The story goes that Saturn overthrew his father Uranus and castrated him, no less. Later it was foretold that the same would happen to Saturn himself so to be on the safe side he decided to eat his children at birth. It didn’t do him much good, though, he was just overthrown by someone else: Jupiter. John Keats wrote the (unfinished) poem hyperion about that:

And the sad Goddess weeping at his feet:
Until at length old Saturn lifted up
His faded eyes, and saw his kingdom gone
And all the gloom and sorrow of the place

Incidentally, both the painting and the poem are from 1819. But enough about that.

Super/Inner

The title of my last post was “Saturn?”, which I never really explained. Obviously, Saturn is an alternative name for the new implementation of neptune. The reason why I’ve considered changing the name is both that the language I’m implementing now is somewhat different from neptune and to avoid potential, how shall I put it, “conflict” with Esmertec (not that I expect any problems with Esmertec but just to be on the safe side).

Last week I hadn’t made up my mind about it but now I have: I’m changing the name. Neptune is dead; long live Saturn!

The final straw was the decision I made today to support both super and inner calls. Super calls are a well-known mechanism that exist in most object-oriented languages. Inner calls, a mechanism that originally comes from the beta language, are much less known and completely unknown in mainstream languages.

In most object-oriented languages, overriding a method means replacing it completely. An overriding method can call the overridden method through a super call, but it is entirely up to the implementer of the overriding method if and how it wants to do that.

class Window {
paint() {
...; // paint background
}
}

class BorderWindow: Window {
paint() {
super.paint(); // paint background
...; // draw border
}
}

This works well most of the time since it gives overriding method complete control while it still has the option of calling the overridden method. Occasionally, though, having the subclass in the driver’s seat just isn’t what you want. For instance, sometimes there is no good place to call super in the subclass. One place I’ve met this is when implementing caching in a superclass: the superclass handles caching and subclasses are only called upon to calculate a value if there is a cache miss.

abstract class Node {

get_index() {
if (has_cached_index(this))
return get_cached_index(this);
int index = calculate_index();
cache_index(this, index);
return index;
}

abstract calculate_index();

}

class SomeNode: Node {

override calculate_index() {
...; // expensive calculation
}

}

Here, the superclass handles caching in get_index and the subclasses can specialize how the index is calculated by overriding calculate_index. But this approach is not without problems: it introduces two methods that are deceivingly similar but must be used in two different ways. Only get_index is allowed to call calculate_index directly, since otherwise you won’t get the proper caching behavior. On the other hand, subclasses must override calculate_index, not get_index, but must of course not call calculate_index themselves.

## GIVEN ENTRIES

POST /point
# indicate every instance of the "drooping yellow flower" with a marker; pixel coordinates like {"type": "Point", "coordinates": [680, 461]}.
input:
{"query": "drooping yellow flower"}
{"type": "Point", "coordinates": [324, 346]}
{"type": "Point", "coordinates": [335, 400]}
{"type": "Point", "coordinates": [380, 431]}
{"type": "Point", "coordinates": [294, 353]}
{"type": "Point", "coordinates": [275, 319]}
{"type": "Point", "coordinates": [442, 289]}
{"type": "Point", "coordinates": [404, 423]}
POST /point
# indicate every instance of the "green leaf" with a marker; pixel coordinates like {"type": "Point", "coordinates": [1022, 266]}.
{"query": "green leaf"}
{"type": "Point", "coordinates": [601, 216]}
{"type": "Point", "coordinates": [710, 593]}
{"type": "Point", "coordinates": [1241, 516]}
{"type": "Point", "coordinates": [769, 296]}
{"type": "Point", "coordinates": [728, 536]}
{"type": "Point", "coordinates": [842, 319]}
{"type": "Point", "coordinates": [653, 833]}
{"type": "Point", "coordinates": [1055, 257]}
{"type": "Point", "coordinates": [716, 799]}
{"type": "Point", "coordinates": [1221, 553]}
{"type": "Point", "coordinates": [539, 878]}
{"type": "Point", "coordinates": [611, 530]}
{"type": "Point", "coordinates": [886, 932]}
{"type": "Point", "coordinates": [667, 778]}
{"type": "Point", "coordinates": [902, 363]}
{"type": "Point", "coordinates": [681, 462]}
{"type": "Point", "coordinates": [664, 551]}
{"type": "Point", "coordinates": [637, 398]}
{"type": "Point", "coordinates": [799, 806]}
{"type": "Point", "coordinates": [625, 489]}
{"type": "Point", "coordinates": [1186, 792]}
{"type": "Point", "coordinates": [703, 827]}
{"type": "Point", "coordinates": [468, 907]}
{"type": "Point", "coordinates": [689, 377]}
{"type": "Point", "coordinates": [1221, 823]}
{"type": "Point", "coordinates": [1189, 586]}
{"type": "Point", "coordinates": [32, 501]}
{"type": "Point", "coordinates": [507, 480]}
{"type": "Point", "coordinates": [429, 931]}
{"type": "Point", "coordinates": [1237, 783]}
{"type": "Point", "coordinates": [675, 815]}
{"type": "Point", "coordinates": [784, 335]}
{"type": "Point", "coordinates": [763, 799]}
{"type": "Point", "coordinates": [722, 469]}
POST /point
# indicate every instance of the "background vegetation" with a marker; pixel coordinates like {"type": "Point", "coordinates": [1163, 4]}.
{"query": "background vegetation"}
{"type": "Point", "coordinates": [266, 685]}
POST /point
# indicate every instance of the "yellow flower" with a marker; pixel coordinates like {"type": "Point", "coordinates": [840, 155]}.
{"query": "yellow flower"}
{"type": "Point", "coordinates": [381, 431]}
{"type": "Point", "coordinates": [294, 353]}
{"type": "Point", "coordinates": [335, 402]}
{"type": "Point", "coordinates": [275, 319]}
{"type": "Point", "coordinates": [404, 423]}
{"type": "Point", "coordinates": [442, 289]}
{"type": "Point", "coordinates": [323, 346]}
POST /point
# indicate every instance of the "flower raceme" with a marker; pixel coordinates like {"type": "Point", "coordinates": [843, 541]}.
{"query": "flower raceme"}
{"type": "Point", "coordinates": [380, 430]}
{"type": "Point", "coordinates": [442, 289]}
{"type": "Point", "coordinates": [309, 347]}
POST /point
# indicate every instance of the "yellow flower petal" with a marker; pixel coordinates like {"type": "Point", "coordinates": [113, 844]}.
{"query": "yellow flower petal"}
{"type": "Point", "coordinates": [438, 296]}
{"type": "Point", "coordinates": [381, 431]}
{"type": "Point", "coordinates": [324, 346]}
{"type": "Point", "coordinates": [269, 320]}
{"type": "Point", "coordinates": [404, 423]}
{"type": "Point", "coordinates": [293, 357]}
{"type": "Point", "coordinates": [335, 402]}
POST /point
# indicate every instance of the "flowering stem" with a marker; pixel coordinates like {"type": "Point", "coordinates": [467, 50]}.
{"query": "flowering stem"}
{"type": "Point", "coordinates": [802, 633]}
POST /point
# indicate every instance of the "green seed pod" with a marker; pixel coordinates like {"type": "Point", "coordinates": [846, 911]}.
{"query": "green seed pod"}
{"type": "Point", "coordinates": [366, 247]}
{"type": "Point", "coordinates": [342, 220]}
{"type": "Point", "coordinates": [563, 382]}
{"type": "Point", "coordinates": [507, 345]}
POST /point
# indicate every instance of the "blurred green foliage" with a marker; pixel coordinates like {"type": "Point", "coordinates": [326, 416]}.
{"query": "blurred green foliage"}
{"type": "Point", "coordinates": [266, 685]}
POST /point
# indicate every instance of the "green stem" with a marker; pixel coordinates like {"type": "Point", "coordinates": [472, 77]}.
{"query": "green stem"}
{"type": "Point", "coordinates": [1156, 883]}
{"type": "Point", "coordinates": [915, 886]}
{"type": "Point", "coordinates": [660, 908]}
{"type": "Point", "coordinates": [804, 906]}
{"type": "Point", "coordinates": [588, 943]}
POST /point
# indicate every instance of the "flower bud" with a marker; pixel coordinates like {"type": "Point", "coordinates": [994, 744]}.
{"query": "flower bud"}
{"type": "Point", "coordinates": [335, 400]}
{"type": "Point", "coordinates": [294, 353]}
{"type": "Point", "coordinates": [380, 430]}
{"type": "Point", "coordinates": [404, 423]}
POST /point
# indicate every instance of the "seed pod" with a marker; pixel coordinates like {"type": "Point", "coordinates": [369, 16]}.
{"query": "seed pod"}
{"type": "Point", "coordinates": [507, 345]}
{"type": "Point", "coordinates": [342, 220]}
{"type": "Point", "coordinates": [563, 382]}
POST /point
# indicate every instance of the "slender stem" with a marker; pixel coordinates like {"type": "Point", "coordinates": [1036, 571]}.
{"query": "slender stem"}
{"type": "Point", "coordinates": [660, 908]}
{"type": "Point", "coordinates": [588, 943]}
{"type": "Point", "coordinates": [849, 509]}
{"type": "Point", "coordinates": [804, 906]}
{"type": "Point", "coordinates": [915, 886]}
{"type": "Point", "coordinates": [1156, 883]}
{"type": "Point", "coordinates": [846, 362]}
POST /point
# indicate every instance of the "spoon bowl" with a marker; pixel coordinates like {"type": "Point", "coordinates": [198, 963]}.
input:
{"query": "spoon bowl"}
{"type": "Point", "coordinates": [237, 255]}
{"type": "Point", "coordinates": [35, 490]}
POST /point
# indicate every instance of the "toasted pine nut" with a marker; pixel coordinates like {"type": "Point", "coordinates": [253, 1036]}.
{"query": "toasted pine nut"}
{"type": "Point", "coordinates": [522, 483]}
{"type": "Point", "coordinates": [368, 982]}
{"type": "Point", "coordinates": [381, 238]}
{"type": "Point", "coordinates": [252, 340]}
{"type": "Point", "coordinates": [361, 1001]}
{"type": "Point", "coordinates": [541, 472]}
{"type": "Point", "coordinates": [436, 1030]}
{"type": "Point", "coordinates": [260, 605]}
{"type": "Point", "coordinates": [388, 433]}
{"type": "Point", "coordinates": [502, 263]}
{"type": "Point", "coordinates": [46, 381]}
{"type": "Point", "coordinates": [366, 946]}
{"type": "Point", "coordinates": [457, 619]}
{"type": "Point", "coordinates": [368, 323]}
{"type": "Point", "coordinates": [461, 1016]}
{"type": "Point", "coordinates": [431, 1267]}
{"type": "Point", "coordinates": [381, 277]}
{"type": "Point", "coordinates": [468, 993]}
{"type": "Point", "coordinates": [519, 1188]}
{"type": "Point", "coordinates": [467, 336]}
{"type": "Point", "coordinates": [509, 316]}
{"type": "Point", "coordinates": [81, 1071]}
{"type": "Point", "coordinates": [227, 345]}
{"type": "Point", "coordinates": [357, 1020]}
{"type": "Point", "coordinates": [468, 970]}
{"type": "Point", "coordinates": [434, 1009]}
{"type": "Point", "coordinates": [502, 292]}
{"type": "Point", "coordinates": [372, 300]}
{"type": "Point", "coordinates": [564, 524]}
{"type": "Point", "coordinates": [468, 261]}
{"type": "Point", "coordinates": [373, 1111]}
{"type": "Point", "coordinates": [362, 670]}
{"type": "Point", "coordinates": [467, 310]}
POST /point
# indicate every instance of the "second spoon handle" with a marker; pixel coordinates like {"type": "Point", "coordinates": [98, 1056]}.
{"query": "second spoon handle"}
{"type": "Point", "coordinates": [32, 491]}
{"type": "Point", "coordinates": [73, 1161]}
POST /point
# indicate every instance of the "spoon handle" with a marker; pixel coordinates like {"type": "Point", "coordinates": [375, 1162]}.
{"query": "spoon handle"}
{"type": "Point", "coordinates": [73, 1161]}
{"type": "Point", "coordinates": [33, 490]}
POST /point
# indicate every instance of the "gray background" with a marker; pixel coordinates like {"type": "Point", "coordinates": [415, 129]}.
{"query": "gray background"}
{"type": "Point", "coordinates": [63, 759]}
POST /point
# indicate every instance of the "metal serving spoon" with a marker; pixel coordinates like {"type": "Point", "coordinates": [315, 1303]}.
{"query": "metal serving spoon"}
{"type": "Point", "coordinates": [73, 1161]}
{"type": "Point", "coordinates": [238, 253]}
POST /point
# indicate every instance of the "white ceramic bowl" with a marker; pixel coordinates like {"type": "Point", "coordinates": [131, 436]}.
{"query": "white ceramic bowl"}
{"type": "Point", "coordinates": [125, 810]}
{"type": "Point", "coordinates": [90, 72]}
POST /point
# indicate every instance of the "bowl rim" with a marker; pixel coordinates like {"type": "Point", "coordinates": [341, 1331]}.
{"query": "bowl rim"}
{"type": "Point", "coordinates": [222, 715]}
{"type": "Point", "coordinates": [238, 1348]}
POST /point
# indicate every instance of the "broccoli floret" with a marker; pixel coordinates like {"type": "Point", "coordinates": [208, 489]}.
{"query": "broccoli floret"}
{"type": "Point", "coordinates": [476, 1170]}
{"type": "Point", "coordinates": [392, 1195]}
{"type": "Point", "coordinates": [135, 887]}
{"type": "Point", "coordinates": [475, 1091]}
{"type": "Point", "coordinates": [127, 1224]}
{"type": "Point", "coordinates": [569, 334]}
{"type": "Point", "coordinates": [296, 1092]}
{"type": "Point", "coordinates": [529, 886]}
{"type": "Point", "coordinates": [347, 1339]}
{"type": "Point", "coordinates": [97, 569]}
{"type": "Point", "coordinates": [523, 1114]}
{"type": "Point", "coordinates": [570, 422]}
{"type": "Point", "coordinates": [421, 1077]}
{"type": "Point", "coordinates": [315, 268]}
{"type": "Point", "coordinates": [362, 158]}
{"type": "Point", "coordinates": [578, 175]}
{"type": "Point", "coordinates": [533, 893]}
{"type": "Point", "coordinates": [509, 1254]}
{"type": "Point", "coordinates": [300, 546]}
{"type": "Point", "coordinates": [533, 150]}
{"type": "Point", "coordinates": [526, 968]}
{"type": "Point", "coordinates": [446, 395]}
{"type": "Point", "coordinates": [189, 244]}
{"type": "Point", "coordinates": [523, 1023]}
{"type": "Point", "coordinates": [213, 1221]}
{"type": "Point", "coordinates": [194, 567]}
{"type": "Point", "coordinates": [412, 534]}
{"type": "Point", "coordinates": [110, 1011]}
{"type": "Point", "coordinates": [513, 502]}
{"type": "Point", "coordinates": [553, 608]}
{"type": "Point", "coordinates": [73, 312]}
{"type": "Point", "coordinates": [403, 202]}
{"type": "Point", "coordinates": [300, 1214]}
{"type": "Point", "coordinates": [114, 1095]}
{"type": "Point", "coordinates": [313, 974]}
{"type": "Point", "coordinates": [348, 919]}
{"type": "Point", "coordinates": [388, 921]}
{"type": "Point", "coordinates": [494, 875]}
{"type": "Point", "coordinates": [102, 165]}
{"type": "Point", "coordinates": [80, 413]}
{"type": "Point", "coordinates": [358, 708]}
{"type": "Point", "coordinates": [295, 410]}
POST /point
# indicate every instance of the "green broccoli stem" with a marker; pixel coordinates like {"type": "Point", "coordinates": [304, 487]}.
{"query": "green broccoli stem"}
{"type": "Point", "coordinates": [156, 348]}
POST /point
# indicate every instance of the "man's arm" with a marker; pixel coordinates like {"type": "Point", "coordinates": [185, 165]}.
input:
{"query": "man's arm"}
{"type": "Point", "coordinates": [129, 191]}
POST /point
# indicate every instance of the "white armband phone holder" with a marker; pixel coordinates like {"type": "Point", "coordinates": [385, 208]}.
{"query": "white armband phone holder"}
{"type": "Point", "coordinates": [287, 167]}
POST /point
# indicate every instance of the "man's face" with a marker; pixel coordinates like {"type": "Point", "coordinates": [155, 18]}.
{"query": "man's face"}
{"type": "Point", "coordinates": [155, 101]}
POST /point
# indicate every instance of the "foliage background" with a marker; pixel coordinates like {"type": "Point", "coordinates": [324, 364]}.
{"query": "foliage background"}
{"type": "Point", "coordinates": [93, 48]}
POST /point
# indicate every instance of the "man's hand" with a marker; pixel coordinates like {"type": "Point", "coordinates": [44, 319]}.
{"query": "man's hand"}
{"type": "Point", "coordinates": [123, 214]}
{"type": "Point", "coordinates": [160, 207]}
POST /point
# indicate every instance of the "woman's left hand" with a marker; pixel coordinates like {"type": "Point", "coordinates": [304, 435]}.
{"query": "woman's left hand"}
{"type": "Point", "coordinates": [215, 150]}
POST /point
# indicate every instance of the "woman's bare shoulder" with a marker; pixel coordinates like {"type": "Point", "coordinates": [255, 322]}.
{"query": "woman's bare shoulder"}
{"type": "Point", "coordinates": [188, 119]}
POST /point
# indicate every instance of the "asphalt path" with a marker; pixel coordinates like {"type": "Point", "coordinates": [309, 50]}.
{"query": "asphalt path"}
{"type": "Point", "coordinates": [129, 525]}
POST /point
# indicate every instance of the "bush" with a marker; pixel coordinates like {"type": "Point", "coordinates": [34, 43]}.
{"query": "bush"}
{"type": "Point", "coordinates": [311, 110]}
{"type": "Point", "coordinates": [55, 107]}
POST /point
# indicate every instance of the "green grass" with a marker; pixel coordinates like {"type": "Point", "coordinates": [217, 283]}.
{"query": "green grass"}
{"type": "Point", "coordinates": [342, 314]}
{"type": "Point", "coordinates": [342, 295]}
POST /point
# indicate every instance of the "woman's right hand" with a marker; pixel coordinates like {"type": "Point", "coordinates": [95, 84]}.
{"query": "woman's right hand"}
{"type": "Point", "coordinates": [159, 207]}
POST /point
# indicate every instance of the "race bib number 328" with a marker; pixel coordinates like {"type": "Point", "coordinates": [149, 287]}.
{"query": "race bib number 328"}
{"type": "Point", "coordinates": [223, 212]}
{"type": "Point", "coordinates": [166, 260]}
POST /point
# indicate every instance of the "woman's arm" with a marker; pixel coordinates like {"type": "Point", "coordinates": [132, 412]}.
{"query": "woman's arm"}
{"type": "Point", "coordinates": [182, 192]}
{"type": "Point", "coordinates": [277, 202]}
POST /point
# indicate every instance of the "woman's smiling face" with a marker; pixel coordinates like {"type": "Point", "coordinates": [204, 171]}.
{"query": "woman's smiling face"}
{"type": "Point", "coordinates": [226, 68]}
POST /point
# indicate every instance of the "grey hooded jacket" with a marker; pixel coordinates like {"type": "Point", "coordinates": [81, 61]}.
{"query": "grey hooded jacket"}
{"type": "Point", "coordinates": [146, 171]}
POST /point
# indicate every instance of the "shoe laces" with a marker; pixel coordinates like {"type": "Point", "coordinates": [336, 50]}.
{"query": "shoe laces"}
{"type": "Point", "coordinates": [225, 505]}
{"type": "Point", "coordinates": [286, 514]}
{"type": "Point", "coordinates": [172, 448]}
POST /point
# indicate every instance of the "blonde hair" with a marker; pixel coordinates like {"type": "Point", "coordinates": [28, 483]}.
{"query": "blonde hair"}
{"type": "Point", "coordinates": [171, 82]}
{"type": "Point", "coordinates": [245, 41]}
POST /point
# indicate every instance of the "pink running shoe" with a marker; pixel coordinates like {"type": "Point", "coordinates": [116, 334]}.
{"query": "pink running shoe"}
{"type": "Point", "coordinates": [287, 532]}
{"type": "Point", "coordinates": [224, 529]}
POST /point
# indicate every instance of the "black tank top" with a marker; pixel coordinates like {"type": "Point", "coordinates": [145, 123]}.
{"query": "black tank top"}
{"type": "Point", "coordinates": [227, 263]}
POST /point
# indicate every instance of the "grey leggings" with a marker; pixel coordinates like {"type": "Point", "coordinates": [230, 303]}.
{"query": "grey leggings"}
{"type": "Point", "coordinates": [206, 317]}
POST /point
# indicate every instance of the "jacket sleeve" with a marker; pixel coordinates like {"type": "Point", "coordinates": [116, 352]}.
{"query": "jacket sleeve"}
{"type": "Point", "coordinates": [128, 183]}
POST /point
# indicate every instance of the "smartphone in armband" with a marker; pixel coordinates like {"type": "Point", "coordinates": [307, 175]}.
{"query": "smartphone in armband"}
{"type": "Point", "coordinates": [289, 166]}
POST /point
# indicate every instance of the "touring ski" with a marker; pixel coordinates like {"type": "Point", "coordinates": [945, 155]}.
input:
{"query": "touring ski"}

## WHAT THE TASK REQUIRES
Can you write the next part of the post about super and inner calls, starting right after its last sentence?

## EXERCISE OUTPUT
This is where inner comes in. An inner method, as opposed to an overriding method, specializes a method in a superclass but doesn’t replace it. Instead, the method in the superclass can explicitly call the inner method in the subclass:

class A {

print() {
System.out.println("a");
inner.print();
}

}

class B: A {

inner print() {
System.out.println("b");
}

}

new A().print();
> a

new B().print();
> a
> b

Here there are two print methods but when you call print on an instance of B, the method in A will be called, not the one in B. It will only be called when the super implementation calls inner.print(). It’s in some sense overriding turned upside down, with calls downwards in the inheritance hierarchy through inner instead of calls upwards through super. Using this, we can rewrite the caching example from before:

abstract class Node {

get_index() {
if (has_cached_index(this))
return get_cached_index(this);
int index = inner.get_index();
cache_index(this, index);
return index;
}

}

class SomeNode: Node {

inner get_index() {
...; // expensive calculation
}

}

Now there is only one method so there is no confusion about which method to call and which method to override.

As demonstrated above, you don’t need inner as such since you can always just create a new method like calculate_index instead. However, a lot of situations where you would usually use super can be described more elegantly using inner. For instance, if you’ve ever come across a method that required overriding methods to call the super method first (that happens often in eclipse), that’s really just an inner call struggling to get out:

class AbstractPlugin {

/**
* Overriding methods must call super first.
**/
start() {
...; // start plugin
}

}

class MyPlugin: AbstractPlugin {

start() {
super.start();
...; // start my plugin
}

}

With inner methods that could be rewritten as:

class AbstractPlugin {

start() {
...; // start plugin
inner.start();
}

}

class MyPlugin: AbstractPlugin {

inner start() {
...; // start my plugin
}

}

Here, subclasses don’t have to implement start in any particular way, and the fact that the superclass implementation must be executed first is encapsulated in the super implementation of start. Also, the superclass is free to call the inner method however it wants: conditionally, three times, not at all, etc., which is impossible with super calls.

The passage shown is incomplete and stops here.